Passage shown =>

Since the end of the war in 1918, France has gradually been stockpiling its own collection of chemical weapons mainly due to farmers finding the potentially deadly munitions in their fields, which now mark the sites of the former battlegrounds of The Great War.

As revealed by French radio Europe1 this week, around 260 tonnes of shells almost 100 years old, are being kept under close guard at Suippes military camp to the east of the city of the northern city of Reims, in bunkers initially built to house nuclear weapons.

The munitions may be old but they are certainly not harmless and are kept under watch 24 hours a day, seven days a week.

“These munitions will soon be 100 years old. They are oxidised and have lost all their markings,” a minesweeper Pierre-Yves Chaneaux, told Europe1 radio on Monday.

“These shells contain phosgene, mustard gas and hydrogen cyanide. They are dangerous products,” he added.

So why does France still have 17,000 shells and other munitions nearly 100 years after World War ended , you might ask?

The problem stems from the fact that under the rules of the Convention on the Prohibition of Chemical Weapons, that came into force in April 1997, the weapons must be destroyed in a certain way. SInce that day authorities have simply had to collect in all the shells that are found and store them.

“Becasue of this convention, we are no longer allowed to dispose of chemical weapons in ways that create hazards to personnel or the environment, so they have been stored,” said Channeaux.

To solve the problem a new factory is currently being built in the Aube region of north east France, that will enable authorities to safely dispose of the century-old weapons.

However the factory won’t open until 2016 and according to reports it will still  take a decade to destroy the thousands of shells at a cost of €100 million.

Saved data entries =>
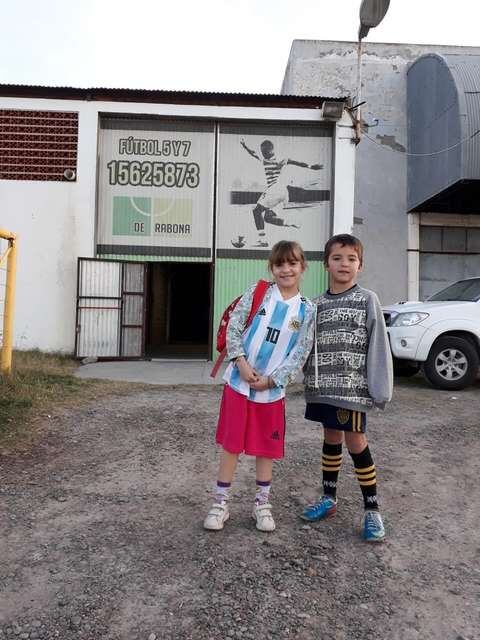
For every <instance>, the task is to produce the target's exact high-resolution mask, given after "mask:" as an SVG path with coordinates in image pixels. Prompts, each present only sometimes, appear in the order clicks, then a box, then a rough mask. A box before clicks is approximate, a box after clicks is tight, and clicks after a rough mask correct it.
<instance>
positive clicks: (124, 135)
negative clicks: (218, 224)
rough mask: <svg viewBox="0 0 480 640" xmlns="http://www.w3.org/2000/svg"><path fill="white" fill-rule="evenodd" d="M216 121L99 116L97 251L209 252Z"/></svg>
mask: <svg viewBox="0 0 480 640" xmlns="http://www.w3.org/2000/svg"><path fill="white" fill-rule="evenodd" d="M214 151H215V136H214V124H213V123H203V122H195V123H192V122H185V121H182V120H178V121H165V120H160V119H143V118H139V117H137V118H130V119H127V118H104V119H102V123H101V139H100V158H99V179H98V189H99V191H98V217H97V219H98V225H97V253H98V254H100V255H101V254H122V255H132V254H136V255H148V256H190V257H203V258H207V259H210V258H211V248H212V237H213V171H214Z"/></svg>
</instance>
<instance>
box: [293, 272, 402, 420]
mask: <svg viewBox="0 0 480 640" xmlns="http://www.w3.org/2000/svg"><path fill="white" fill-rule="evenodd" d="M313 302H314V303H315V304H316V305H317V322H316V338H315V340H316V343H315V345H314V349H313V351H312V352H311V353H310V356H309V358H308V360H307V362H306V364H305V366H304V368H303V371H304V374H305V377H304V384H305V399H306V401H307V402H325V403H327V404H331V405H333V406H335V407H341V408H343V409H352V410H355V411H366V410H368V409H371V408H372V407H380V408H383V407H384V405H385V403H386V402H388V401H389V400H390V399H391V397H392V388H393V369H392V357H391V353H390V346H389V343H388V336H387V330H386V328H385V322H384V319H383V313H382V309H381V307H380V303H379V301H378V298H377V295H376V294H375V293H374V292H373V291H369V290H368V289H363V288H362V287H360V286H359V285H354V286H353V287H352V288H351V289H348V290H347V291H344V292H343V293H338V294H332V293H330V292H329V291H327V292H325V293H324V294H322V295H321V296H319V297H318V298H315V300H313Z"/></svg>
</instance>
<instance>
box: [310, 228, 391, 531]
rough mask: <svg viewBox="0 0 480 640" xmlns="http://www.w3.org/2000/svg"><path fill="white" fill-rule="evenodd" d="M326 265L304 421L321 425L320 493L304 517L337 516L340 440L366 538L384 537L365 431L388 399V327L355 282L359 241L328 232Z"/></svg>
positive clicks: (374, 483) (375, 301)
mask: <svg viewBox="0 0 480 640" xmlns="http://www.w3.org/2000/svg"><path fill="white" fill-rule="evenodd" d="M324 264H325V267H326V270H327V271H328V272H329V274H330V288H329V289H328V290H327V291H326V292H325V293H324V294H323V295H321V296H319V297H318V298H317V299H316V300H315V301H314V302H315V303H316V305H317V324H316V329H317V333H316V341H315V344H314V349H313V351H312V353H311V354H310V356H309V359H308V361H307V363H306V365H305V367H304V372H305V379H304V384H305V398H306V401H307V406H306V411H305V418H306V419H307V420H313V421H315V422H321V423H322V424H323V427H324V442H323V450H322V472H323V492H322V493H323V495H322V497H321V498H320V500H319V502H318V503H316V504H313V505H310V506H308V507H307V508H306V509H305V510H304V512H303V514H302V518H303V519H304V520H307V521H309V522H316V521H318V520H323V519H324V518H328V517H330V516H333V515H334V514H335V512H336V510H337V495H336V490H337V479H338V474H339V471H340V466H341V462H342V442H343V440H344V439H345V444H346V446H347V448H348V451H349V453H350V455H351V457H352V460H353V464H354V467H355V474H356V476H357V479H358V481H359V483H360V489H361V490H362V494H363V501H364V507H365V513H364V516H363V519H362V537H363V539H364V540H366V541H368V542H381V541H382V540H383V539H384V538H385V529H384V526H383V522H382V518H381V515H380V512H379V509H378V502H377V482H376V473H375V464H374V462H373V459H372V455H371V453H370V449H369V447H368V442H367V437H366V435H365V430H366V426H367V417H366V411H368V410H369V409H372V407H380V408H382V409H383V407H384V405H385V403H386V402H388V401H389V400H390V399H391V396H392V386H393V372H392V358H391V354H390V348H389V344H388V338H387V331H386V328H385V322H384V319H383V314H382V310H381V308H380V304H379V301H378V298H377V296H376V294H375V293H373V291H369V290H368V289H363V288H362V287H360V286H359V285H358V284H356V278H357V274H358V272H359V271H360V270H361V269H362V265H363V246H362V243H361V242H360V240H358V238H355V237H354V236H351V235H349V234H341V235H337V236H333V238H330V240H329V241H328V242H327V244H326V245H325V253H324Z"/></svg>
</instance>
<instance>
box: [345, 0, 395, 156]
mask: <svg viewBox="0 0 480 640" xmlns="http://www.w3.org/2000/svg"><path fill="white" fill-rule="evenodd" d="M389 6H390V0H362V4H361V5H360V27H359V29H358V49H357V51H358V56H357V101H356V102H357V103H356V105H354V106H353V109H356V117H355V134H356V144H358V143H359V142H360V137H361V130H362V127H361V120H362V119H361V113H360V107H361V105H362V104H363V103H362V97H361V94H362V39H363V38H365V37H366V36H367V34H368V32H369V31H370V29H373V28H374V27H378V25H379V24H380V22H381V21H382V20H383V18H384V17H385V14H386V13H387V11H388V7H389Z"/></svg>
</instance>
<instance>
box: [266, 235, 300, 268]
mask: <svg viewBox="0 0 480 640" xmlns="http://www.w3.org/2000/svg"><path fill="white" fill-rule="evenodd" d="M285 260H299V261H300V262H301V263H302V266H303V267H304V268H306V266H307V261H306V259H305V254H304V252H303V249H302V247H301V246H300V245H299V244H298V242H295V241H294V240H280V242H277V244H275V245H273V247H272V250H271V251H270V255H269V256H268V267H269V269H270V271H271V270H272V267H273V266H275V265H279V264H282V262H285Z"/></svg>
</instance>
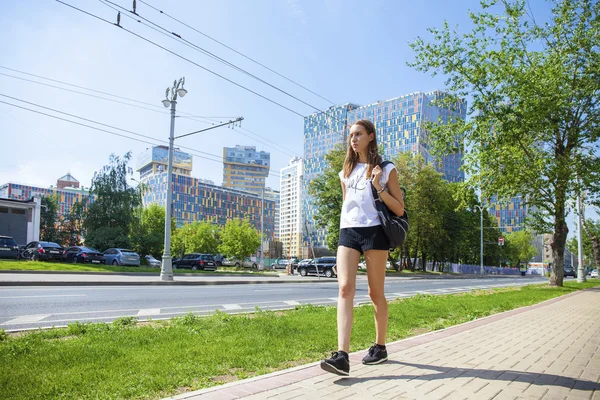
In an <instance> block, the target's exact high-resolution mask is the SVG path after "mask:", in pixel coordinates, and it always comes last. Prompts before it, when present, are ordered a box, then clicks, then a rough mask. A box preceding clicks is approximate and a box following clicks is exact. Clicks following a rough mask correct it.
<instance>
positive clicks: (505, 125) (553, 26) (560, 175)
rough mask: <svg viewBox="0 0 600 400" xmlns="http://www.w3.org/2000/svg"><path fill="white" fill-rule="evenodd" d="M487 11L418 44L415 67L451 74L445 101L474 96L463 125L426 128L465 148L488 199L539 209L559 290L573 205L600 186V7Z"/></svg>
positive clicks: (556, 281)
mask: <svg viewBox="0 0 600 400" xmlns="http://www.w3.org/2000/svg"><path fill="white" fill-rule="evenodd" d="M481 6H482V10H481V11H479V12H470V13H469V15H470V17H471V20H472V23H473V25H474V28H473V29H472V30H471V31H470V32H467V33H464V34H461V33H458V30H457V29H454V28H451V27H450V26H449V24H448V23H444V25H443V27H442V28H440V29H430V30H429V31H430V32H431V34H432V35H433V38H432V40H431V41H430V42H427V41H425V40H424V39H423V38H417V39H416V41H415V42H414V43H412V44H411V47H412V48H413V49H414V50H415V54H416V58H415V60H414V62H412V63H409V65H410V66H413V67H415V68H416V69H417V70H420V71H424V72H432V73H433V74H437V73H441V74H444V75H445V76H446V77H447V80H446V82H447V86H448V87H447V89H448V91H449V92H450V95H449V96H447V97H446V98H444V99H442V100H441V103H443V104H446V105H448V106H451V105H452V104H455V103H456V98H457V97H462V98H464V97H470V99H471V100H470V109H469V116H470V118H467V120H466V121H462V120H456V121H451V123H449V124H428V125H426V127H427V128H428V130H429V133H430V136H431V138H432V143H431V144H432V149H433V150H434V151H435V152H436V153H437V154H444V153H451V152H454V151H456V146H455V143H461V144H463V145H464V149H463V150H465V155H464V161H465V169H466V172H467V173H468V174H469V175H470V176H471V177H470V179H469V182H470V184H471V185H472V186H474V187H478V188H481V191H482V193H483V197H484V198H490V197H491V196H492V195H498V196H499V197H500V198H510V197H512V196H516V195H523V196H524V198H525V199H526V201H527V204H528V205H529V206H530V209H536V210H537V211H536V212H534V213H533V216H534V226H533V228H534V229H535V230H536V231H537V232H550V231H552V232H553V238H552V241H551V243H550V245H551V247H552V253H553V258H554V260H555V263H554V264H553V267H552V273H551V276H550V285H552V286H562V284H563V272H564V270H563V266H564V262H563V256H564V248H565V242H566V240H567V233H568V228H567V224H566V222H565V218H566V216H567V214H568V211H569V209H568V205H567V199H569V198H570V197H572V195H574V194H576V193H580V192H582V191H584V190H587V191H589V192H590V193H598V192H599V189H600V188H599V186H600V160H599V159H598V155H597V152H596V151H595V148H596V141H597V140H598V128H597V127H598V126H599V122H600V121H599V117H600V101H599V97H600V90H599V89H600V80H598V71H599V70H600V57H599V52H600V49H599V47H598V43H600V18H599V14H600V3H599V2H597V1H593V0H554V7H553V10H552V20H551V22H549V23H547V24H544V25H538V24H536V23H535V20H531V18H530V17H529V16H527V1H526V0H514V1H511V0H485V1H482V2H481ZM496 9H497V10H498V11H499V12H498V13H495V12H492V11H495V10H496ZM457 139H458V141H457ZM577 175H578V176H579V177H580V179H581V183H578V182H577V180H576V176H577Z"/></svg>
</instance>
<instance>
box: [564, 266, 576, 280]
mask: <svg viewBox="0 0 600 400" xmlns="http://www.w3.org/2000/svg"><path fill="white" fill-rule="evenodd" d="M567 276H572V277H573V278H577V272H576V271H575V269H573V267H565V277H567Z"/></svg>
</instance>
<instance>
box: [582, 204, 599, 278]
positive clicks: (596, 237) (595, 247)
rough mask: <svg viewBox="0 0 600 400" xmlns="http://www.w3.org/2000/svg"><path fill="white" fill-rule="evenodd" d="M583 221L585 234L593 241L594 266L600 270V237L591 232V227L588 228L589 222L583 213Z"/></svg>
mask: <svg viewBox="0 0 600 400" xmlns="http://www.w3.org/2000/svg"><path fill="white" fill-rule="evenodd" d="M581 220H582V221H583V230H584V231H585V234H586V235H587V237H588V238H590V240H591V241H592V251H593V252H594V265H595V267H596V268H600V238H598V236H597V235H595V234H594V233H593V232H592V231H591V230H590V227H589V226H588V224H587V221H586V220H585V215H583V212H582V218H581ZM582 245H583V244H582Z"/></svg>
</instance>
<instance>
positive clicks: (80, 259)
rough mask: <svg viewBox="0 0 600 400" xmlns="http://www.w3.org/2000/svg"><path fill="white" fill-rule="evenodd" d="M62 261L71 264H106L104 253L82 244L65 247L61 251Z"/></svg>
mask: <svg viewBox="0 0 600 400" xmlns="http://www.w3.org/2000/svg"><path fill="white" fill-rule="evenodd" d="M63 261H64V262H70V263H73V264H77V263H84V264H85V263H91V264H106V258H105V257H104V254H102V253H100V252H99V251H98V250H96V249H91V248H89V247H84V246H73V247H69V248H67V249H66V250H65V251H64V252H63Z"/></svg>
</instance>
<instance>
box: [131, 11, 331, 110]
mask: <svg viewBox="0 0 600 400" xmlns="http://www.w3.org/2000/svg"><path fill="white" fill-rule="evenodd" d="M140 3H143V4H145V5H147V6H148V7H150V8H152V9H153V10H155V11H158V12H159V13H161V14H162V15H164V16H166V17H167V18H170V19H172V20H174V21H176V22H178V23H180V24H181V25H183V26H185V27H187V28H189V29H191V30H193V31H194V32H196V33H199V34H200V35H202V36H204V37H206V38H208V39H210V40H212V41H213V42H215V43H218V44H220V45H221V46H223V47H225V48H227V49H229V50H231V51H233V52H234V53H236V54H238V55H240V56H242V57H244V58H245V59H247V60H250V61H252V62H253V63H255V64H257V65H259V66H261V67H263V68H265V69H266V70H268V71H270V72H272V73H274V74H276V75H278V76H280V77H281V78H283V79H285V80H287V81H288V82H291V83H293V84H294V85H296V86H299V87H301V88H302V89H304V90H306V91H307V92H309V93H312V94H314V95H315V96H317V97H319V98H321V99H323V100H325V101H326V102H328V103H330V104H335V103H334V102H333V101H331V100H328V99H326V98H325V97H323V96H321V95H320V94H318V93H316V92H314V91H312V90H310V89H308V88H307V87H305V86H303V85H301V84H300V83H298V82H296V81H294V80H293V79H290V78H288V77H286V76H284V75H282V74H280V73H279V72H277V71H275V70H273V69H271V68H269V67H267V66H266V65H264V64H262V63H260V62H258V61H256V60H255V59H253V58H252V57H249V56H247V55H245V54H243V53H241V52H239V51H237V50H236V49H234V48H232V47H230V46H228V45H226V44H225V43H223V42H220V41H218V40H217V39H215V38H213V37H211V36H209V35H207V34H206V33H204V32H200V31H199V30H198V29H196V28H194V27H193V26H190V25H188V24H186V23H185V22H183V21H180V20H179V19H177V18H175V17H173V16H172V15H169V14H168V13H166V12H164V11H162V10H159V9H158V8H156V7H154V6H152V5H151V4H149V3H147V2H145V1H142V0H140Z"/></svg>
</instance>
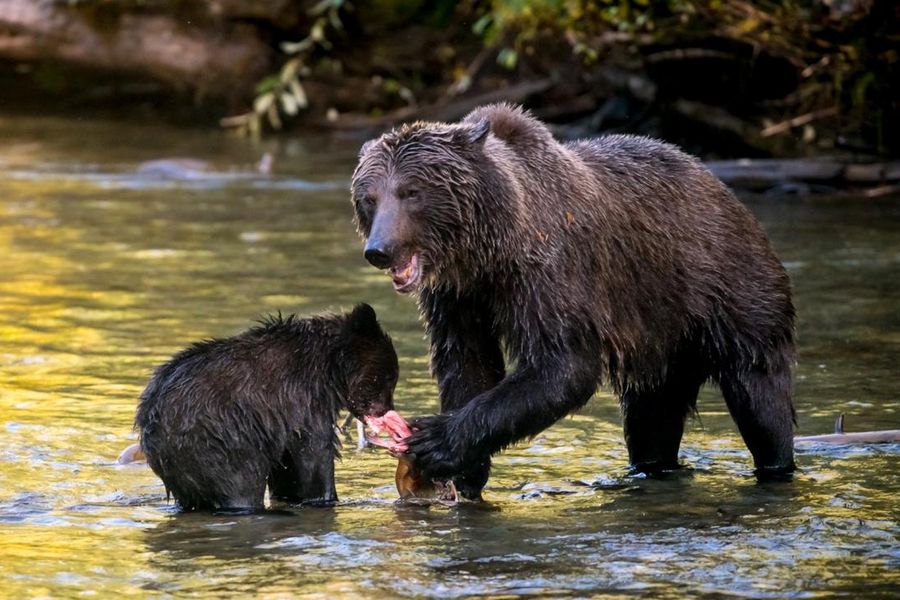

Request 1 =>
Answer these from the article on France's stockpile of World War I chemical shells:
(a) How many tonnes of shells are kept at Suippes military camp?
(b) In what month and year did the Convention on the Prohibition of Chemical Weapons come into force?
(c) In which region is the new disposal factory being built?
Request 2 => According to the article on France's stockpile of World War I chemical shells, which chemical substances do the shells contain? List every one.
Request 3 => From the article on France's stockpile of World War I chemical shells, extract the part that opens with the words containing "Since the end" and closes with "days a week.".

Exercise solution 1 =>
(a) Around 260 tonnes.
(b) April 1997.
(c) The Aube region of north east France.

Exercise solution 2 =>
- Phosgene
- Mustard gas
- Hydrogen cyanide

Exercise solution 3 =>
Since the end of the war in 1918, France has gradually been stockpiling its own collection of chemical weapons mainly due to farmers finding the potentially deadly munitions in their fields, which now mark the sites of the former battlegrounds of The Great War.

As revealed by French radio Europe1 this week, around 260 tonnes of shells almost 100 years old, are being kept under close guard at Suippes military camp to the east of the city of the northern city of Reims, in bunkers initially built to house nuclear weapons.

The munitions may be old but they are certainly not harmless and are kept under watch 24 hours a day, seven days a week.